§ SELECTED EXTRACT:
○ ○ ○ ○ ○

Figure 1: The characteristics of FOXD subfamily genes.
(A–D) ROC-curve analysis of FOXD1, FOXD2, FOXD3, and FOXD4, respectively. The AUC of FOXD1, FOXD2, FOXD3, and FOXD4 was 0.732, 0.784, 0.949, and 0.750, respectively. (E–H). The mutation analysis of the FOXD subfamily is shown in lollipop plots. The mutation of FOXD1 was not detected. FOXD2 was mutated in both COAD and READ. FOXD3 and FOXD4 were mutated only in COAD. Green dots represent missense mutations and blue dots represent gene deletions.
Mutation analysis of the FOXD subfamily were visualized in lollipop plots (Figs. 1E–1H). FOXD2 was mutated in both COAD and READ, FOXD3 and FOXD4 were mutated only in COAD, and FOXD1 mutations were not detected. Green dots represent missense mutations and blue dots represent gene deletions. These results provide biological clues regarding the characteristics and functions of FOXD in CRC.
Identification and visualization of FOXD subfamily-related DEGs
We divided the FOXD subfamilies into two groups based on the median DEG expression values. These two groups were the high- and low-expression groups. We performed differential gene expression analysis to identify the FOXD subfamily related DEGs. The results are represented in volcano plots (Figs. 2A–2D). We identified 590, 1,388, 737, and 1,122 FOXD1-4-related DEGs, respectively. Up- and down-regulated genes are represented in red and blue, respectively. The top 50 up- and down-regulated genes are depicted in heat maps (Fig. 2E–2H). Blue represents low FOXD expression and red represents high FOXD expression.
Figure 2: Visualization of FOXD subfamily genes difference analysis.

○ ○ ○ ○ ○

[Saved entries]
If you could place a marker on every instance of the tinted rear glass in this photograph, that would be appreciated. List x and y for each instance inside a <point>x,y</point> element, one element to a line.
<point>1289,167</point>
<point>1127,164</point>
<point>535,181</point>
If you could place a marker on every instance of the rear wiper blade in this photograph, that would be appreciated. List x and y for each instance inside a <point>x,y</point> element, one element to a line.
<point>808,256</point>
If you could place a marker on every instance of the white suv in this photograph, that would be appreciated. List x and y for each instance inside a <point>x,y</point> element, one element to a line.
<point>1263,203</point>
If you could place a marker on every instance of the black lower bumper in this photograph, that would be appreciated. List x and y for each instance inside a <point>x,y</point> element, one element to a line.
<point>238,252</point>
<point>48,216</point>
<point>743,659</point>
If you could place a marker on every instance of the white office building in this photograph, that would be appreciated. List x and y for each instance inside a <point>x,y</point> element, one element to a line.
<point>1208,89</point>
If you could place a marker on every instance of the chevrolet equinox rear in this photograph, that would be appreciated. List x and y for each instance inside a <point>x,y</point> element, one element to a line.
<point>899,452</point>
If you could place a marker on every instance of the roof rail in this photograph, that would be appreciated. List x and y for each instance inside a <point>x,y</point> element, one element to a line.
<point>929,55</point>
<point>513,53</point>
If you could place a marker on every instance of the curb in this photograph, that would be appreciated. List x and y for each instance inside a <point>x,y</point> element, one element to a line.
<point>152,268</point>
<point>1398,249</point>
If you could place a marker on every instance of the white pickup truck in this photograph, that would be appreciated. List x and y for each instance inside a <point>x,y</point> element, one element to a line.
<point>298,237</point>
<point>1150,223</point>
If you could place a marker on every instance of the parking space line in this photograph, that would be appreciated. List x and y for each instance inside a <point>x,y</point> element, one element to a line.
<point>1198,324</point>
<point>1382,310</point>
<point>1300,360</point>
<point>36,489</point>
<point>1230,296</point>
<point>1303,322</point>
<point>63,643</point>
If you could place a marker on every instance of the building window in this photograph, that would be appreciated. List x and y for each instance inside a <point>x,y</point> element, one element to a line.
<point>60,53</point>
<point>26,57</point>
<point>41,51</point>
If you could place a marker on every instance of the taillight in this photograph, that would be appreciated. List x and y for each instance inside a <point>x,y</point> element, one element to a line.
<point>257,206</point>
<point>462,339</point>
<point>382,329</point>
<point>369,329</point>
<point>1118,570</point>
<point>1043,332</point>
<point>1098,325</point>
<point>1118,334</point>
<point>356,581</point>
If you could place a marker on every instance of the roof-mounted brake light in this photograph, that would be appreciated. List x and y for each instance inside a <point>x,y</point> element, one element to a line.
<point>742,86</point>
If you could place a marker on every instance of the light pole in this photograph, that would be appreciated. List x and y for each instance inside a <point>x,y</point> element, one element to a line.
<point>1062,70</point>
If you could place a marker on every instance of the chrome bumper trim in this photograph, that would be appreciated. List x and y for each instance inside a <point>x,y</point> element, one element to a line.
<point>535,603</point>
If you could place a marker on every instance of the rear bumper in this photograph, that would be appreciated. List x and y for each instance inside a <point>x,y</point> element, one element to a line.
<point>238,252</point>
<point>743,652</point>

○ ○ ○ ○ ○

§ PROBLEM TO SOLVE: Copy out the FOXD subfamily gene text from above word for word, from its first line to its last.

§ TASK SOLUTION:
Figure 1: The characteristics of FOXD subfamily genes.
(A–D) ROC-curve analysis of FOXD1, FOXD2, FOXD3, and FOXD4, respectively. The AUC of FOXD1, FOXD2, FOXD3, and FOXD4 was 0.732, 0.784, 0.949, and 0.750, respectively. (E–H). The mutation analysis of the FOXD subfamily is shown in lollipop plots. The mutation of FOXD1 was not detected. FOXD2 was mutated in both COAD and READ. FOXD3 and FOXD4 were mutated only in COAD. Green dots represent missense mutations and blue dots represent gene deletions.
Mutation analysis of the FOXD subfamily were visualized in lollipop plots (Figs. 1E–1H). FOXD2 was mutated in both COAD and READ, FOXD3 and FOXD4 were mutated only in COAD, and FOXD1 mutations were not detected. Green dots represent missense mutations and blue dots represent gene deletions. These results provide biological clues regarding the characteristics and functions of FOXD in CRC.
Identification and visualization of FOXD subfamily-related DEGs
We divided the FOXD subfamilies into two groups based on the median DEG expression values. These two groups were the high- and low-expression groups. We performed differential gene expression analysis to identify the FOXD subfamily related DEGs. The results are represented in volcano plots (Figs. 2A–2D). We identified 590, 1,388, 737, and 1,122 FOXD1-4-related DEGs, respectively. Up- and down-regulated genes are represented in red and blue, respectively. The top 50 up- and down-regulated genes are depicted in heat maps (Fig. 2E–2H). Blue represents low FOXD expression and red represents high FOXD expression.
Figure 2: Visualization of FOXD subfamily genes difference analysis.